• Texto de origem:
====

|
Texto Anterior | Próximo Texto | Índice
LANTERNA NA POPA
Esquerda e direita
ROBERTO CAMPOS
Neste último fim de semana, fiquei comovido com o incisivo
texto que Heitor Cony escreveu a
meu respeito em sua coluna na
Folha. Não sendo mais criança
(maneira eufemística de ocultar
minha condição de octogenário), tenho o couro duro de tanto
apanhar. Não me queixo, porque, afinal, esse é o preço da vida
pública e nela eu me meti por
vocação e não por obrigação.
Confortou-me sempre o dichote
de Adenauer que "ter couro de
elefante é o maior dom que Deus
pode dar a um estadista".
A coluna de Cony, um dos
meus hábitos de leitura, mexeu
com idéias que há muito eu
mantinha guardadas nos escaninhos do espírito. Esquerda e
direita são conceitos demasiado
desgastados, simplificações como todas as categorias que
aqueles, como Cony e eu, que
passaram pela disciplina filosófica do seminário, chamam de
"universais", sempre prenhes de
contradições e antinomias.
Originariamente, como se sabe, esquerda e direita eram apenas lugares de cadeiras na Assembléia Nacional Francesa. Os
mais radicais contra o estado de
coisas acabaram ficando como
"esquerda", e o oposto valia
também para a "direita". A topografia ideológica foi transposta para as correntes socialistas e
conservadoras, ao longo do século 19, e herdada pelo "curto século 20", conforme a expressão de
Hobsbawm.
A questão diante da qual estamos hoje não se vincula mais a
esse jogo de cadeiras. E não nos
resta mais alternativa senão
avaliar a complexa herança dos
movimentos socialistas, à luz
das espantosas mudanças pelas
quais vem passando nosso planeta na era da globalização e da
digitalização. Sei que é difícil escolher nos guardados do passado o que ainda tem utilidade e o
que tem apenas valor da saudade da infância, das idéias por
que lutamos e que ficaram para
trás.
Nosso modo de pensar tende a
ser reducionista. É o custo da sua
lógica interna, e por isso é que a
arte e o sonho tanto divergem da
racionalidade "operacional" que
a realidade concreta nos impõe.
Todos nós, em maior ou menor
grau, temos nossas divisões íntimas entre utopia e realismo. A
idéia de "esquerda" e "direita"

====

• Material exibido:

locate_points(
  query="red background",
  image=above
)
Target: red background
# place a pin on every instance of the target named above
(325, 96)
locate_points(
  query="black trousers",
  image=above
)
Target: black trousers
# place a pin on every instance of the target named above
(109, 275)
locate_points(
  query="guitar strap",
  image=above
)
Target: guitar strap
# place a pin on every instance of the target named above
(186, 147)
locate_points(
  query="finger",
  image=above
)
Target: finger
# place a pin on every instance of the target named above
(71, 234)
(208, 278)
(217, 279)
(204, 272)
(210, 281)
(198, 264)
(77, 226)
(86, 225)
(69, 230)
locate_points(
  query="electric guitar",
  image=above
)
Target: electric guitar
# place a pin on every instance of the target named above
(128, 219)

====

• Tarefas propostas:
1. Transcreva literalmente o trecho da coluna sobre esquerda e direita que começa com as palavras "A coluna de" e termina com "contradições e antinomias.".
2. Responda com base na coluna sobre esquerda e direita:
(a) O que eram, originariamente, esquerda e direita?
(b) Qual dichote de Adenauer a coluna cita?
(c) A quem a coluna atribui a expressão "curto século 20"?

• Problemas resolvidos:
1.
A coluna de Cony, um dos
meus hábitos de leitura, mexeu
com idéias que há muito eu
mantinha guardadas nos escaninhos do espírito. Esquerda e
direita são conceitos demasiado
desgastados, simplificações como todas as categorias que
aqueles, como Cony e eu, que
passaram pela disciplina filosófica do seminário, chamam de
"universais", sempre prenhes de
contradições e antinomias.

2.
(a) Eram apenas lugares de cadeiras na Assembléia Nacional Francesa.
(b) Que "ter couro de elefante é o maior dom que Deus pode dar a um estadista".
(c) A Hobsbawm.